_Work to be completed_
Pick out each line in the listing below that contains the word "dark" and copy it in full. Case counts.

_Excerpted records_
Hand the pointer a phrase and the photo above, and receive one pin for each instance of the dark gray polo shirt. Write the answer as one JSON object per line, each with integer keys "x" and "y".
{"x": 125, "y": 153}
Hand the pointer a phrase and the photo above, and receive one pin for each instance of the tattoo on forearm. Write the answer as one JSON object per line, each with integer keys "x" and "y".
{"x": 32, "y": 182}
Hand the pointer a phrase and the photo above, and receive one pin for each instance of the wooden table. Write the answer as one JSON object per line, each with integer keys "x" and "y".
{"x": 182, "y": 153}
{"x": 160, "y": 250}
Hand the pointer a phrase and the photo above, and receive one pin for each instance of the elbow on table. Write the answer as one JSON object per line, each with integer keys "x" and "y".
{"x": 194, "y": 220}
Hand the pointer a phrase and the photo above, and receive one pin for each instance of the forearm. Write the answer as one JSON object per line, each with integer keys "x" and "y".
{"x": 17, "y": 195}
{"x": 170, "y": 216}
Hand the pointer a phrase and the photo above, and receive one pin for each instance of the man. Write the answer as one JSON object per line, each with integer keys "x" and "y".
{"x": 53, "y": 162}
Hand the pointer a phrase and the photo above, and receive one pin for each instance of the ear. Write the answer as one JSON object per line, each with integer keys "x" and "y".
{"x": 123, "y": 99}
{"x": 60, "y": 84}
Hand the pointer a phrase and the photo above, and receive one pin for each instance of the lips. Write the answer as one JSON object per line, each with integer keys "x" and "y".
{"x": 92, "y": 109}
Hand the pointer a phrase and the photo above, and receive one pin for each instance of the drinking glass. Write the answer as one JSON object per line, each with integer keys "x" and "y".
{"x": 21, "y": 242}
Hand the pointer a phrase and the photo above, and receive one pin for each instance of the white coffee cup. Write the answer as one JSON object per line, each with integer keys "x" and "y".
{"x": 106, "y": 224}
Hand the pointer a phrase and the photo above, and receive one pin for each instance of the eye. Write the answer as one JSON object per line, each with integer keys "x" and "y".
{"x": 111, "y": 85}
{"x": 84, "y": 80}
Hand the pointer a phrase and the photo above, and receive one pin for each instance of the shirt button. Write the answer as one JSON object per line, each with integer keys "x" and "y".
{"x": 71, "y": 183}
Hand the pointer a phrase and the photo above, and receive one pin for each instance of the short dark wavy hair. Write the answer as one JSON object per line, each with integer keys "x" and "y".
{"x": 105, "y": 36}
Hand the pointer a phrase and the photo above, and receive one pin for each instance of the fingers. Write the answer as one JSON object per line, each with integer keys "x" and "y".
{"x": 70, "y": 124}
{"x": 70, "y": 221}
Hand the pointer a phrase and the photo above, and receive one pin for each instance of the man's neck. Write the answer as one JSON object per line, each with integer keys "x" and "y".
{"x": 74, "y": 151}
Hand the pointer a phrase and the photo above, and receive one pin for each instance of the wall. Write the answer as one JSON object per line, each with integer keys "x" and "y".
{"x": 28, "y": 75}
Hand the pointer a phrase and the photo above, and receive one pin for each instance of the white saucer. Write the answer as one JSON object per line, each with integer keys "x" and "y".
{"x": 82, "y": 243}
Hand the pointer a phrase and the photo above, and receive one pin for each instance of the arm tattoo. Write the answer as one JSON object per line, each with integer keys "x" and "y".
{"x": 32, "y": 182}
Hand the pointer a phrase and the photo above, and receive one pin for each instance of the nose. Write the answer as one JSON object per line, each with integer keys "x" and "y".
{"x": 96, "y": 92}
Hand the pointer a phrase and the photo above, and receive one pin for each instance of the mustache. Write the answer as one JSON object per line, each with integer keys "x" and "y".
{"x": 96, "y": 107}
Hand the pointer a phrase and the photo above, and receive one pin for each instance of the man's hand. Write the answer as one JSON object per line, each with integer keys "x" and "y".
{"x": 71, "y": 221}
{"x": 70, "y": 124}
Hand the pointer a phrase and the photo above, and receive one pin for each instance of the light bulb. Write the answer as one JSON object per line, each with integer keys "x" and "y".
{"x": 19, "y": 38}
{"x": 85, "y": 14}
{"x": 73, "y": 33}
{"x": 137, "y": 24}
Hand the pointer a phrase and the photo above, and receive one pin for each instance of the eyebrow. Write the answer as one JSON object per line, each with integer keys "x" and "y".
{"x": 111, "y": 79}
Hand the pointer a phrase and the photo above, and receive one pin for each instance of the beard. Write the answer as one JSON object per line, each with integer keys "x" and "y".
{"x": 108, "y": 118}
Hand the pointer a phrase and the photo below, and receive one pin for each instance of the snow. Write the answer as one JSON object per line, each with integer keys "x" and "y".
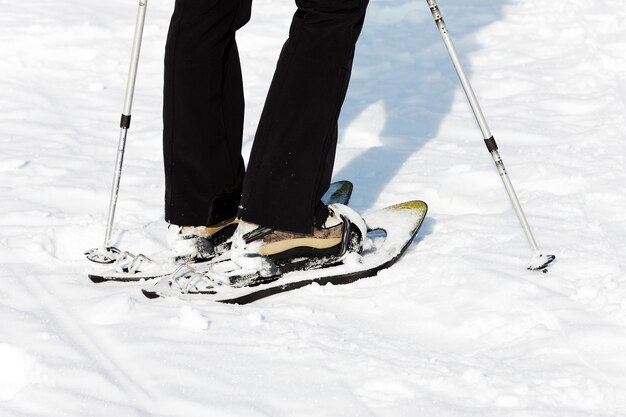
{"x": 457, "y": 328}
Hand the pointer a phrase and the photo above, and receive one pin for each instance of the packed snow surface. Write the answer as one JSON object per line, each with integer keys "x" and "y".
{"x": 458, "y": 327}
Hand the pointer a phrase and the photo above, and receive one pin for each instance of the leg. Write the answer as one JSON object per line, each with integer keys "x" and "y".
{"x": 203, "y": 112}
{"x": 293, "y": 154}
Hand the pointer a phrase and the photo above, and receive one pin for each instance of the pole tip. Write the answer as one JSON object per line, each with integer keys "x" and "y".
{"x": 540, "y": 262}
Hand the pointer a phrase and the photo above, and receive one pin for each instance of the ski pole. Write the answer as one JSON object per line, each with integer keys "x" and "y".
{"x": 108, "y": 253}
{"x": 538, "y": 261}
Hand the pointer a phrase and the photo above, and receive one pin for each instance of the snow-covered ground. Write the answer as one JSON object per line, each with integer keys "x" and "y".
{"x": 457, "y": 328}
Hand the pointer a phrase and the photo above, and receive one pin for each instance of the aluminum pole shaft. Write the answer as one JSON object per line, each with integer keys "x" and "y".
{"x": 482, "y": 123}
{"x": 125, "y": 120}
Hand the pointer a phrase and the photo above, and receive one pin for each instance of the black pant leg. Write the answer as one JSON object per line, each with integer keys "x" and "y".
{"x": 293, "y": 153}
{"x": 203, "y": 112}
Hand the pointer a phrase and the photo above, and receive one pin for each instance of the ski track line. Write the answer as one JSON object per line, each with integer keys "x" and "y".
{"x": 115, "y": 373}
{"x": 89, "y": 344}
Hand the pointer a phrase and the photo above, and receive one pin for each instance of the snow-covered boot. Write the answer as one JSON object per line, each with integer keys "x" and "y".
{"x": 259, "y": 254}
{"x": 200, "y": 243}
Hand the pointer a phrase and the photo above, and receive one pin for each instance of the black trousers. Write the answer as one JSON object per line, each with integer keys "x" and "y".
{"x": 293, "y": 153}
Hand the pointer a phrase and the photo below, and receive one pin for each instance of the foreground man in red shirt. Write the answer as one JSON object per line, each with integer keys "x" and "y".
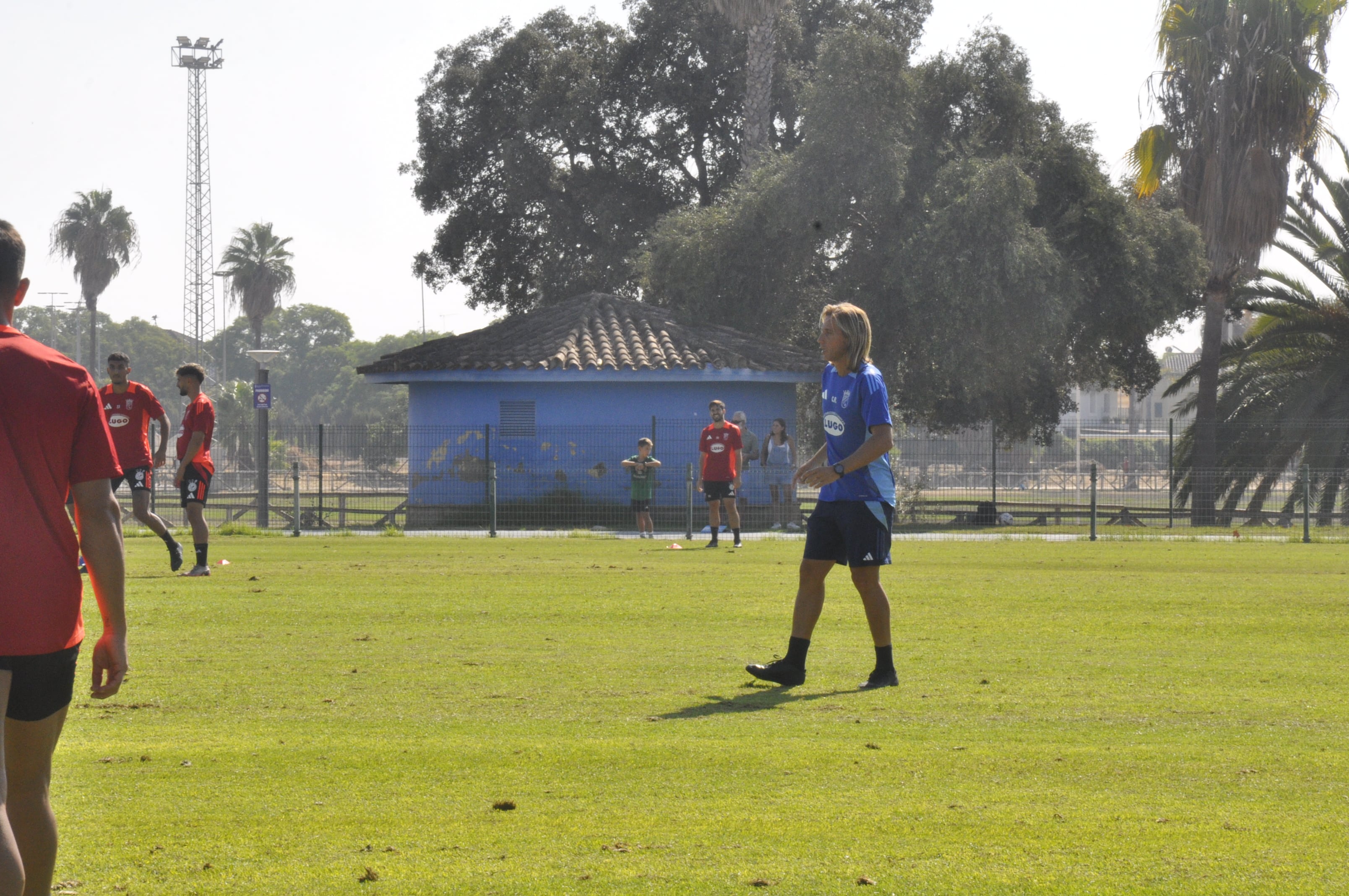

_Output below_
Hand the pointer a phrase and the photo above, and receive one pin for each instance of the dark gray polo shirt. Write the answer as one JSON object per line, each with integer keys "x" and "y".
Hand the pointer a phrase and the photo above, and receive one pin for each instance of the short dark wavy hair. Write the answer as one JSON object per line, each with integer keys "x" and "y".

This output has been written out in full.